EXERCISE AIM ::
Please give again, word for word, each line that falls between the line with "the man's knee" and the end of the data, inclusive.

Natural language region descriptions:
┌──

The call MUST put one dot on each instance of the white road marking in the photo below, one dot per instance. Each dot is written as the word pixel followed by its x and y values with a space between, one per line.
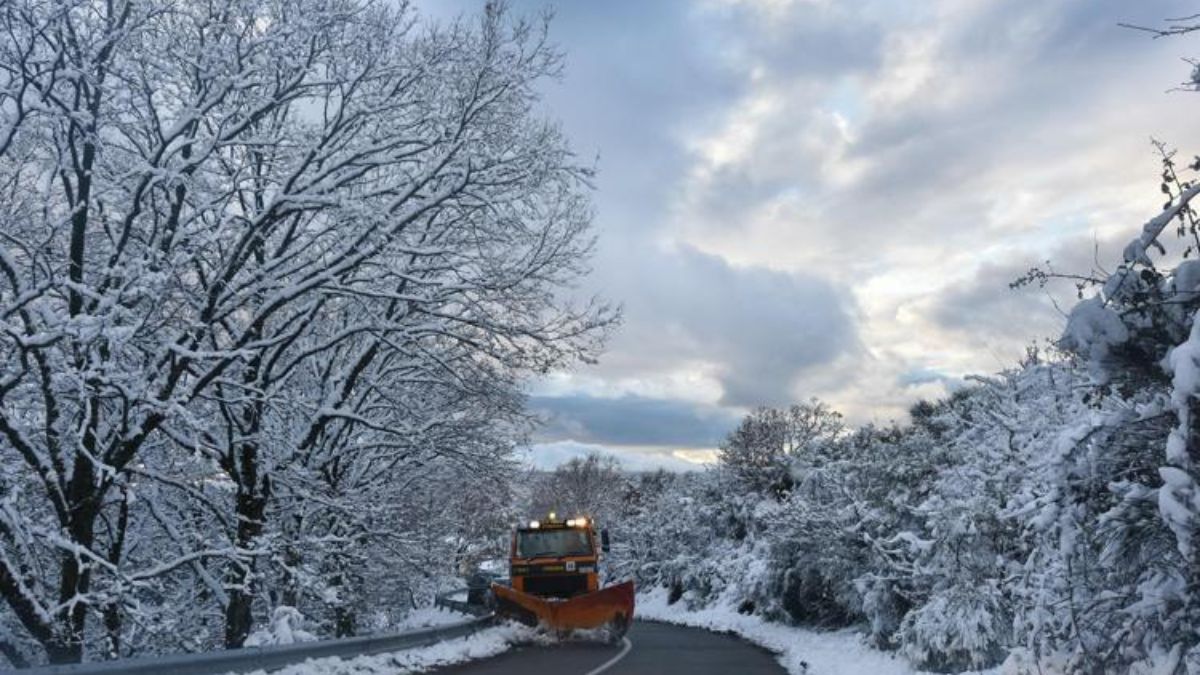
pixel 615 659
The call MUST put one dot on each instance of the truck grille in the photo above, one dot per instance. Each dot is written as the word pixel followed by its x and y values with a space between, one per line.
pixel 557 585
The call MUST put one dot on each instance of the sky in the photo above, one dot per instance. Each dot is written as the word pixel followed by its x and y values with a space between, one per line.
pixel 823 198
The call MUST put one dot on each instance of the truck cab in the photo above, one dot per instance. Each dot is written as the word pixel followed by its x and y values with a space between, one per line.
pixel 556 559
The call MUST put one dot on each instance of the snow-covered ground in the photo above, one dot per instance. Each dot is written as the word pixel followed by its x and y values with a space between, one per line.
pixel 801 651
pixel 486 643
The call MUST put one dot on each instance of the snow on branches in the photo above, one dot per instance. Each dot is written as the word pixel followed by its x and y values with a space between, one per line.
pixel 261 264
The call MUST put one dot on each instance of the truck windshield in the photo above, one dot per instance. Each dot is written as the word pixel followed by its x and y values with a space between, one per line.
pixel 553 543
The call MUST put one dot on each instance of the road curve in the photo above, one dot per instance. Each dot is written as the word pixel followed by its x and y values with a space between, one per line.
pixel 655 649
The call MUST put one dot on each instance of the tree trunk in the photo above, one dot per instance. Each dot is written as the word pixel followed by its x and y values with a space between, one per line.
pixel 239 616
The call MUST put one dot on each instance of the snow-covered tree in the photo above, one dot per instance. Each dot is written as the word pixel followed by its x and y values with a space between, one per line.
pixel 259 255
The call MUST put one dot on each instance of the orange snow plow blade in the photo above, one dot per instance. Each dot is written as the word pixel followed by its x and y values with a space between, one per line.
pixel 612 607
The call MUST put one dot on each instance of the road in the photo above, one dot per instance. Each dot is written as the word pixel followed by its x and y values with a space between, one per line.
pixel 653 649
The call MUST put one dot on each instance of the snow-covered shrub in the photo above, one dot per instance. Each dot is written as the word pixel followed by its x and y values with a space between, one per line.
pixel 285 628
pixel 958 629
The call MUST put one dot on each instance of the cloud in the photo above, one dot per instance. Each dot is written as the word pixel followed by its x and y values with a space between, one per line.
pixel 751 330
pixel 550 455
pixel 631 420
pixel 802 197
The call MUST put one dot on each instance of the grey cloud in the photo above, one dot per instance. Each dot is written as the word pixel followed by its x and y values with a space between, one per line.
pixel 550 455
pixel 631 420
pixel 988 310
pixel 760 329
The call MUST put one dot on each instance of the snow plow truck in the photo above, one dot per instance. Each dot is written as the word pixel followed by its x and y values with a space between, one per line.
pixel 555 575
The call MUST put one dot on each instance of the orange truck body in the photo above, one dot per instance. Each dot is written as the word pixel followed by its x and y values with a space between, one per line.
pixel 553 568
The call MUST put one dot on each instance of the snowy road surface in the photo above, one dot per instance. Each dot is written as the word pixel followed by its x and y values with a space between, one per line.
pixel 655 649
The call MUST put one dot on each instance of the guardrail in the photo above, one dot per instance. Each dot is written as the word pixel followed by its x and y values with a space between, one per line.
pixel 275 656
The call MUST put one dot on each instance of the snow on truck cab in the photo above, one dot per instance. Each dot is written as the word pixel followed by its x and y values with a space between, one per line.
pixel 555 575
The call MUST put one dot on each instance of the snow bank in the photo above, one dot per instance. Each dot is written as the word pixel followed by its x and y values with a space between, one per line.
pixel 489 641
pixel 801 651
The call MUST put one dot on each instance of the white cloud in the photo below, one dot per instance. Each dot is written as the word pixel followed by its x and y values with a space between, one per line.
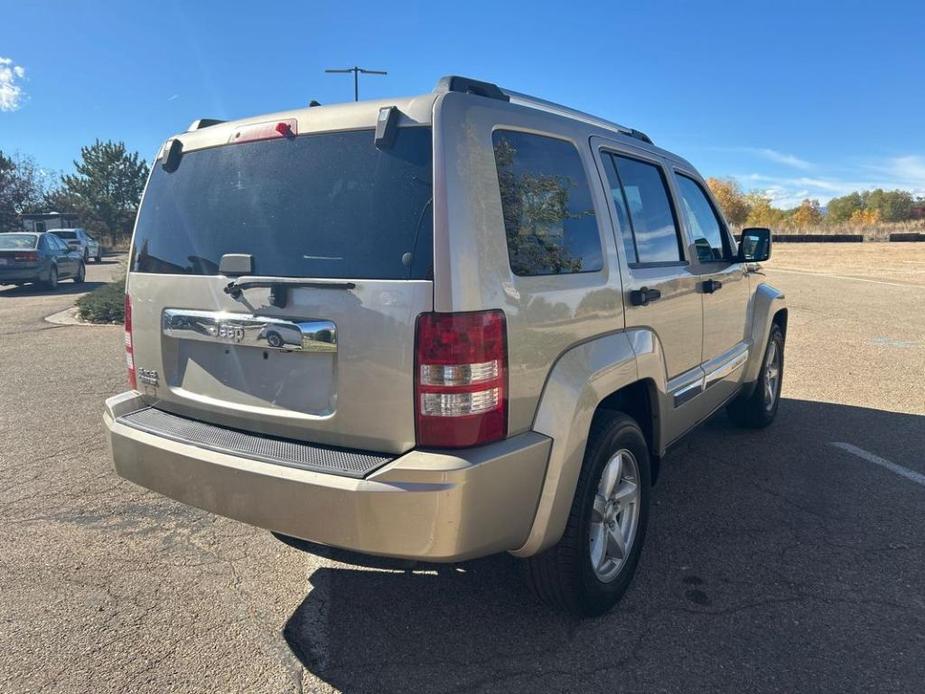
pixel 779 157
pixel 11 93
pixel 903 173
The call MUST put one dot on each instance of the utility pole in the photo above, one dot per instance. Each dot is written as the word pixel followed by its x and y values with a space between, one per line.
pixel 356 77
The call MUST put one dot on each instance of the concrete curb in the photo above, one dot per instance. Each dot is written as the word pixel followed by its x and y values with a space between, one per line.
pixel 69 317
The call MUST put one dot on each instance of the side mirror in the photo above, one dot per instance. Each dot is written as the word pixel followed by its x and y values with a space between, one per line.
pixel 755 245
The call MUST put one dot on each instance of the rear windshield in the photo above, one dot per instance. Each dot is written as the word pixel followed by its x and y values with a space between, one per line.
pixel 15 242
pixel 329 205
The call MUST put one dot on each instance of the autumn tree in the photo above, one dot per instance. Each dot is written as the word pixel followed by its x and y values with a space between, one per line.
pixel 842 209
pixel 730 198
pixel 760 211
pixel 807 215
pixel 865 217
pixel 892 205
pixel 20 189
pixel 106 188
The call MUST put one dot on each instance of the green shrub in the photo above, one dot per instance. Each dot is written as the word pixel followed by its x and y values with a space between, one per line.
pixel 104 304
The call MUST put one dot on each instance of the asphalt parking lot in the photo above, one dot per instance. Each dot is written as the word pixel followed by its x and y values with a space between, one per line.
pixel 775 561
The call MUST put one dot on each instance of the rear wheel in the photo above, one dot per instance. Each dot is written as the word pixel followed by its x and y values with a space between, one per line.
pixel 759 408
pixel 52 281
pixel 591 567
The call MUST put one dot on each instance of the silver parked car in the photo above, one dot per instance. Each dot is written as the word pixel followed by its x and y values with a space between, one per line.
pixel 80 241
pixel 437 328
pixel 38 257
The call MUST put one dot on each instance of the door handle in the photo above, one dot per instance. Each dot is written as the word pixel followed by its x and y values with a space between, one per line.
pixel 644 296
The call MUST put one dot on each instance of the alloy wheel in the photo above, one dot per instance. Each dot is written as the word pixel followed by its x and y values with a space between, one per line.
pixel 771 376
pixel 615 515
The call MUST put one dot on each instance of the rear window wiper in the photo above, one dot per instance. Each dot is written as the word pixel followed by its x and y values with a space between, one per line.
pixel 280 286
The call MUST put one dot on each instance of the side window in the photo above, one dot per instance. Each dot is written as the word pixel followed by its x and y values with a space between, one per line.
pixel 705 225
pixel 549 218
pixel 640 194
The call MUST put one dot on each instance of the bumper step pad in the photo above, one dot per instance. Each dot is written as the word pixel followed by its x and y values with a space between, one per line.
pixel 306 456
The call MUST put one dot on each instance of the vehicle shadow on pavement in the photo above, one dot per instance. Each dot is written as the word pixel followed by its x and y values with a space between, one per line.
pixel 64 288
pixel 774 560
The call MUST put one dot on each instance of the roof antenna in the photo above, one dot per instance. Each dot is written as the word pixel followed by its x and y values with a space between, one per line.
pixel 356 77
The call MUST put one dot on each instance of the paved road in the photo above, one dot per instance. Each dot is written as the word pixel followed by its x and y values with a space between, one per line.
pixel 775 560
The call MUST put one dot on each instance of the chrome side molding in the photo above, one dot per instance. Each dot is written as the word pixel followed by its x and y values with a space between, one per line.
pixel 250 331
pixel 689 385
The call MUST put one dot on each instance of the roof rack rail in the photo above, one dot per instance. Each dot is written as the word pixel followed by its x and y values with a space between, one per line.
pixel 466 85
pixel 559 109
pixel 455 83
pixel 201 123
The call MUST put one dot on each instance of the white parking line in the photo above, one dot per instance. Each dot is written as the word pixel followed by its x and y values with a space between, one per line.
pixel 917 477
pixel 843 277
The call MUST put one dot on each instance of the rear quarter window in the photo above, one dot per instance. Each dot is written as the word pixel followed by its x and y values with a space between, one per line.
pixel 15 242
pixel 549 218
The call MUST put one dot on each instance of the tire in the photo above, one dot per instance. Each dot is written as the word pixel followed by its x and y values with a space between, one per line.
pixel 52 281
pixel 758 409
pixel 564 576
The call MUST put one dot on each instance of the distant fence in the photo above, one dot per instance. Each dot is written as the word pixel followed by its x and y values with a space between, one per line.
pixel 895 237
pixel 906 236
pixel 818 238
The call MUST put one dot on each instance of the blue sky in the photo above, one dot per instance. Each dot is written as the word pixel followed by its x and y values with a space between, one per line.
pixel 798 99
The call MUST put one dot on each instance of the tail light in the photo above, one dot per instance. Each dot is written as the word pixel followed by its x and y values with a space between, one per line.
pixel 129 347
pixel 460 378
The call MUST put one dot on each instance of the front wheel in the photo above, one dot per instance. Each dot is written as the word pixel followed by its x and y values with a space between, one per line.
pixel 52 281
pixel 591 567
pixel 759 408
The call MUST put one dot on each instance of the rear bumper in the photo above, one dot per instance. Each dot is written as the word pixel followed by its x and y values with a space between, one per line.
pixel 433 506
pixel 10 275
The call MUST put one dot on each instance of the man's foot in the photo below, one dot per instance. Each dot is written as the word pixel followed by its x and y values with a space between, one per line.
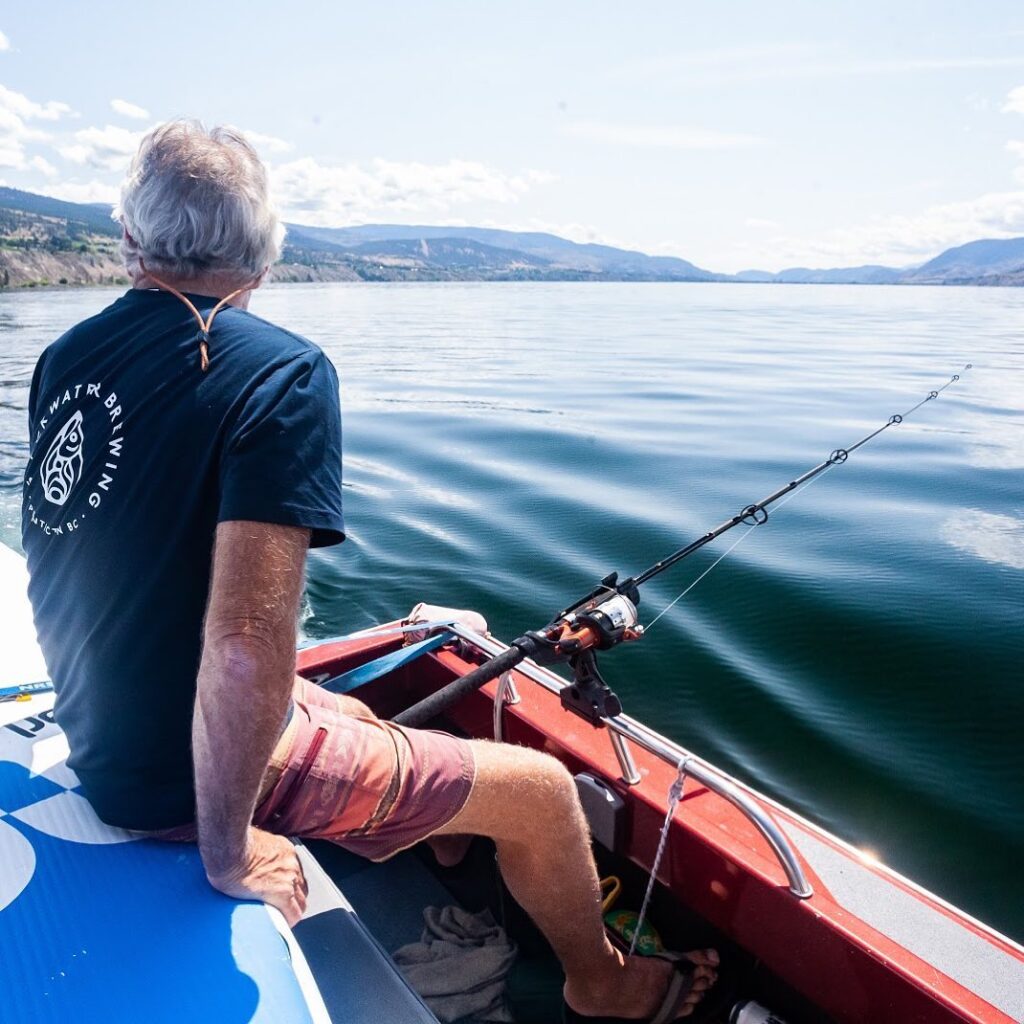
pixel 637 990
pixel 450 850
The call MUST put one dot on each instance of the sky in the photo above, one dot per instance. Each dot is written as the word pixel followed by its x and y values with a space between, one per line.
pixel 735 134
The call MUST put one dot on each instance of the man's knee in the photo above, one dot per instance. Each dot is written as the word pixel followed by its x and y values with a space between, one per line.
pixel 546 784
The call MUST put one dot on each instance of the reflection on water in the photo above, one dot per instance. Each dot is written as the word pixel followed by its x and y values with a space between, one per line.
pixel 509 444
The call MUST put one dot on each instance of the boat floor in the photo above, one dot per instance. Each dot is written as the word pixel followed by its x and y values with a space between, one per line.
pixel 390 898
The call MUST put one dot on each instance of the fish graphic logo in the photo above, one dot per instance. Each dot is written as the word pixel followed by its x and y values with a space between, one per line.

└──

SOLUTION FOR THIS TASK ::
The call MUST put one dot on each instance of the man's knee in the photo above, one dot per instance. Each dot is written as the word pixel followed by its x and y values with a space between, one per line.
pixel 546 784
The call MUST put one dot on each instance of the reflection on water in the photo above, one dot per instance. Each dot is written as the word pixel followed by its x and y values with a space between, one per line.
pixel 509 444
The call MUST put one dot on each instance of the boat floor in the photo above, one dot per instance. Each dot is written as the word pixel followed by its x and y values with a space between, one per line.
pixel 390 898
The call MUST put one dot on each instance of the fish graphic logo in the photo above, one dot per instance. Each dot is written as the word pixel followed by its x and y values with a space between, one per line.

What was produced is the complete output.